Data extract
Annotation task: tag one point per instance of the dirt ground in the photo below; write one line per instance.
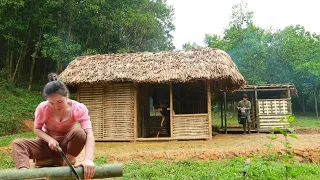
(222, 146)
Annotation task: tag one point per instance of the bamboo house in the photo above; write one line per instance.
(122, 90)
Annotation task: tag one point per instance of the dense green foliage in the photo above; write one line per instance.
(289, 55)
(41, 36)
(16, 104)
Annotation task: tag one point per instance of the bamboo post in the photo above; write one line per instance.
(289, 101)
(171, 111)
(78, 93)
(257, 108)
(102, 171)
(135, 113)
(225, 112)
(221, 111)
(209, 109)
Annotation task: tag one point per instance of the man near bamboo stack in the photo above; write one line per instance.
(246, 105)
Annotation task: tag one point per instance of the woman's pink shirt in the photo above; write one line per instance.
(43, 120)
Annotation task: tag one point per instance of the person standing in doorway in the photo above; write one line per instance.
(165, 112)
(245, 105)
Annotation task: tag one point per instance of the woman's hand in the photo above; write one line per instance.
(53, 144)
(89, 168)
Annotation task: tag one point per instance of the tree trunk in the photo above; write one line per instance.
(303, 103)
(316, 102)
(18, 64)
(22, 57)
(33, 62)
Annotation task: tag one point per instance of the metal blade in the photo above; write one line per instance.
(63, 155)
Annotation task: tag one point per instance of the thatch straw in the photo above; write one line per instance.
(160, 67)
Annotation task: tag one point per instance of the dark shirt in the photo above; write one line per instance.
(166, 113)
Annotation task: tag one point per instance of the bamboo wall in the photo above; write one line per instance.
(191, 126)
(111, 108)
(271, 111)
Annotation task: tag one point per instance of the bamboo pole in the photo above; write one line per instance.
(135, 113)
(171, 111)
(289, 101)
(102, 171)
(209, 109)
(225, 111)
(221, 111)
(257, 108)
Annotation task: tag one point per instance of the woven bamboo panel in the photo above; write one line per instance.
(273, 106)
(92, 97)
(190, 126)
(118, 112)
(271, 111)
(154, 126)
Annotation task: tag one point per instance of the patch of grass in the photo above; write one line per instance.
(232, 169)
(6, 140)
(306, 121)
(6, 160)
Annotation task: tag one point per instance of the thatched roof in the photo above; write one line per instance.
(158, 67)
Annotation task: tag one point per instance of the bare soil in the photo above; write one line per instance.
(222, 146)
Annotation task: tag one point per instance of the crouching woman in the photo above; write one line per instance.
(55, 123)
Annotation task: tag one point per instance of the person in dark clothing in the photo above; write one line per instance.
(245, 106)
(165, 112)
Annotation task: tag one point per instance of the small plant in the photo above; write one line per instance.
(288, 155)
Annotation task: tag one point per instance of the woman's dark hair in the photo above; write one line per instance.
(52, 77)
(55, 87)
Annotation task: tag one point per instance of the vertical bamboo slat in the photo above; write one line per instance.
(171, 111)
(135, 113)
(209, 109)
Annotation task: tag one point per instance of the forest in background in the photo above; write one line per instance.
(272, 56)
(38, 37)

---

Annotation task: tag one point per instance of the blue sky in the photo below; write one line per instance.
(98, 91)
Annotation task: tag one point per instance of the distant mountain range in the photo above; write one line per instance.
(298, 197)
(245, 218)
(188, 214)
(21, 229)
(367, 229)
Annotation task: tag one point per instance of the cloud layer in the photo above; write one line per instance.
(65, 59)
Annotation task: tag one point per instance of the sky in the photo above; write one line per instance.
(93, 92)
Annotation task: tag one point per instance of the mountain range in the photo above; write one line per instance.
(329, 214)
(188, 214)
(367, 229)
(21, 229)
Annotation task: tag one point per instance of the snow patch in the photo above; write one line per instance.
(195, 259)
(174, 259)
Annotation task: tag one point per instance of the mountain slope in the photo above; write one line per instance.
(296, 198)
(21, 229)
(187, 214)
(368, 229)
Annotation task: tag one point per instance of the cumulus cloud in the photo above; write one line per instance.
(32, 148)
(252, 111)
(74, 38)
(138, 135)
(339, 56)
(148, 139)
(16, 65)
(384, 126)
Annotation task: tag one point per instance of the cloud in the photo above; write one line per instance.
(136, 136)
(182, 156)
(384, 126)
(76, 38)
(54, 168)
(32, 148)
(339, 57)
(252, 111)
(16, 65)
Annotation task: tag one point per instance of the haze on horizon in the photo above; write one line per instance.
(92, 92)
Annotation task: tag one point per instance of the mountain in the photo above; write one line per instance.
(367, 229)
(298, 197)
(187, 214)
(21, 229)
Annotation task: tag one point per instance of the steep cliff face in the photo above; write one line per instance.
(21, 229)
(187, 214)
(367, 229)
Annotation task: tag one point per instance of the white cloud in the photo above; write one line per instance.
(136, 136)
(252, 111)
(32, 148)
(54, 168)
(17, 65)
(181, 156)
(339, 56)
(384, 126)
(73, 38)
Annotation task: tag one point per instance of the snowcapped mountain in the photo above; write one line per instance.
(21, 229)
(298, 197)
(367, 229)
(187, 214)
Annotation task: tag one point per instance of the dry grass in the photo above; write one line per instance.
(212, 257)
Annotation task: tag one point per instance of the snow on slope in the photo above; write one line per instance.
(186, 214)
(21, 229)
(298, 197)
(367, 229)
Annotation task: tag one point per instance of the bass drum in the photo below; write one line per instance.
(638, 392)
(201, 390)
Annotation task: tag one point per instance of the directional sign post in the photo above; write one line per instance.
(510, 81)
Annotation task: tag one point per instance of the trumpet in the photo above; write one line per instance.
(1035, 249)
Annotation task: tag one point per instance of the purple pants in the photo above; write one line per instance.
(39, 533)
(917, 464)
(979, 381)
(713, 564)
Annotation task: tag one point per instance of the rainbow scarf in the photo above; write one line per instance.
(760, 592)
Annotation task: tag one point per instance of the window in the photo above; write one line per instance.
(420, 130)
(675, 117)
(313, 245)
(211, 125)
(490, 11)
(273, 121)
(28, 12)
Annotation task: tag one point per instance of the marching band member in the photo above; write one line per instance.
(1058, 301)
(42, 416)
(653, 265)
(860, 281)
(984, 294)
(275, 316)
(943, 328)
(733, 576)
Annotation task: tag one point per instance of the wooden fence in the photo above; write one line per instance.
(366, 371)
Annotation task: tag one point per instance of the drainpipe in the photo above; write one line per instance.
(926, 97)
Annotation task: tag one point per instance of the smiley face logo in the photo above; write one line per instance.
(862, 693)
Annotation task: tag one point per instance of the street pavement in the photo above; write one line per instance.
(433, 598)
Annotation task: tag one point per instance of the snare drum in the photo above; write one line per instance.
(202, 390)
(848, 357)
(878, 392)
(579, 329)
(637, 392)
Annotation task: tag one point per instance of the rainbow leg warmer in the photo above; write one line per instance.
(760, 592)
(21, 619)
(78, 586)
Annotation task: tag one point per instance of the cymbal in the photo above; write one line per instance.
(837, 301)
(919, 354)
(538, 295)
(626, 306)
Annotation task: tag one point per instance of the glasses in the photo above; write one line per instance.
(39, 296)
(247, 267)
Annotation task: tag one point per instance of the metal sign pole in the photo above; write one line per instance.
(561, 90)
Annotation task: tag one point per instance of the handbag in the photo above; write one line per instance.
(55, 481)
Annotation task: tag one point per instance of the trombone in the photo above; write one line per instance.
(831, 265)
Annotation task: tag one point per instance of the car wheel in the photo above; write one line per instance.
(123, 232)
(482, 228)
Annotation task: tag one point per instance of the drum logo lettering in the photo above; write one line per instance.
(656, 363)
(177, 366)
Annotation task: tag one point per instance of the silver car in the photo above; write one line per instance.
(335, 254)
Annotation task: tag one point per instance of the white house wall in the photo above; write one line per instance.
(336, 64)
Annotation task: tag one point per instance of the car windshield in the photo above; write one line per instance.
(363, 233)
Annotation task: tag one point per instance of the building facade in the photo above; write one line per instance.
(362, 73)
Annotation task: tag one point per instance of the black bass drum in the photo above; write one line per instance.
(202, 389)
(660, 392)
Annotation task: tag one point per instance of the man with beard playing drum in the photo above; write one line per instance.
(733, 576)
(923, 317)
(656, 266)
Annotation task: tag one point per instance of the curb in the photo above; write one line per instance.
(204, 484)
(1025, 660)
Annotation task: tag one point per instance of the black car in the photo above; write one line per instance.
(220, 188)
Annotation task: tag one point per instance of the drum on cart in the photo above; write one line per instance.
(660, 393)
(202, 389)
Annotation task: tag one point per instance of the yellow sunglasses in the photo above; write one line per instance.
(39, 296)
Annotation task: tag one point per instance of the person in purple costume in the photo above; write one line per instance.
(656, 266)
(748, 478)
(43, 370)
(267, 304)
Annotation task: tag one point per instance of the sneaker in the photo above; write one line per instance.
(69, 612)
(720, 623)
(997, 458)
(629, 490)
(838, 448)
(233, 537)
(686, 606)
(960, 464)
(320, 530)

* * *

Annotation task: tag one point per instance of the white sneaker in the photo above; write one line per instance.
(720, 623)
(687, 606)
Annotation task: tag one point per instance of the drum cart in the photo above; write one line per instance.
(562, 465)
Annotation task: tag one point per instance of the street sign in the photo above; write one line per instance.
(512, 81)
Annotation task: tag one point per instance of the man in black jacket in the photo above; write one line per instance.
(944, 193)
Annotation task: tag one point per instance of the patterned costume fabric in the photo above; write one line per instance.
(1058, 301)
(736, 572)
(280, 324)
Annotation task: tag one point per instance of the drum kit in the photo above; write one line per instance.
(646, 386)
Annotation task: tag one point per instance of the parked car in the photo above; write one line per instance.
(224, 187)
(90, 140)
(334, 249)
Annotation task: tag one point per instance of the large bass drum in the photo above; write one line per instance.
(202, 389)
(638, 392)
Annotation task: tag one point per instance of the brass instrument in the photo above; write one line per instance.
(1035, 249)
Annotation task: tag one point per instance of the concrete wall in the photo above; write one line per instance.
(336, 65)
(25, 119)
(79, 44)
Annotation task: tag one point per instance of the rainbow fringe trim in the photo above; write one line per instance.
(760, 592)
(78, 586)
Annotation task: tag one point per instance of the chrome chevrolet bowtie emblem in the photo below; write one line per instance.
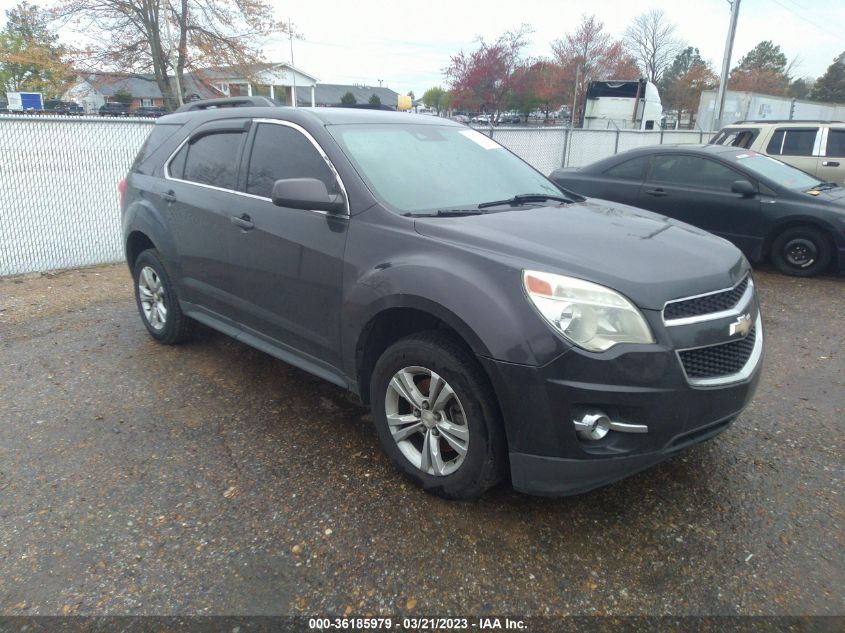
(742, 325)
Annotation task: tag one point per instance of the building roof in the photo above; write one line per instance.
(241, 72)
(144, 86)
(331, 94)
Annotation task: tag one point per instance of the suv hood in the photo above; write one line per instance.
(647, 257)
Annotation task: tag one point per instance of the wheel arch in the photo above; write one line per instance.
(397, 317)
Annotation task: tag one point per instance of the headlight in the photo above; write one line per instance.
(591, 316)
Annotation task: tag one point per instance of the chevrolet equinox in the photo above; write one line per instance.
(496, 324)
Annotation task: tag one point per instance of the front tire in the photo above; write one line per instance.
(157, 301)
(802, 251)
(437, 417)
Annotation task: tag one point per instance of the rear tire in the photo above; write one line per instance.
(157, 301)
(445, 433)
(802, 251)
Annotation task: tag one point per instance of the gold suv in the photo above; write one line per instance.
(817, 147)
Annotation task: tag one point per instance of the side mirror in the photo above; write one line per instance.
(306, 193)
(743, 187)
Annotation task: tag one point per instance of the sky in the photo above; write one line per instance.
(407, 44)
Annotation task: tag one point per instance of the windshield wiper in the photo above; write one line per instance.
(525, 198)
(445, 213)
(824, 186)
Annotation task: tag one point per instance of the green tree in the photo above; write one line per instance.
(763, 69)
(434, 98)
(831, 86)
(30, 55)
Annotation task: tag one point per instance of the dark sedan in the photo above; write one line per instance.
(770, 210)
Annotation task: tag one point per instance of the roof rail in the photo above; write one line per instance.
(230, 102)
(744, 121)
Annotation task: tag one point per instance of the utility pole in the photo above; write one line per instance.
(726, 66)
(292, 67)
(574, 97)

Directions for this task
Filter the records above to keep only the lines that contain the string "tire", and copy each of those lines unchanged.

Reply
Annotation task: tag one point per instance of the front tire in the photo above; write one line per instance.
Annotation task: tag one point per instance of the rear tire in the photo above; write one line per instance.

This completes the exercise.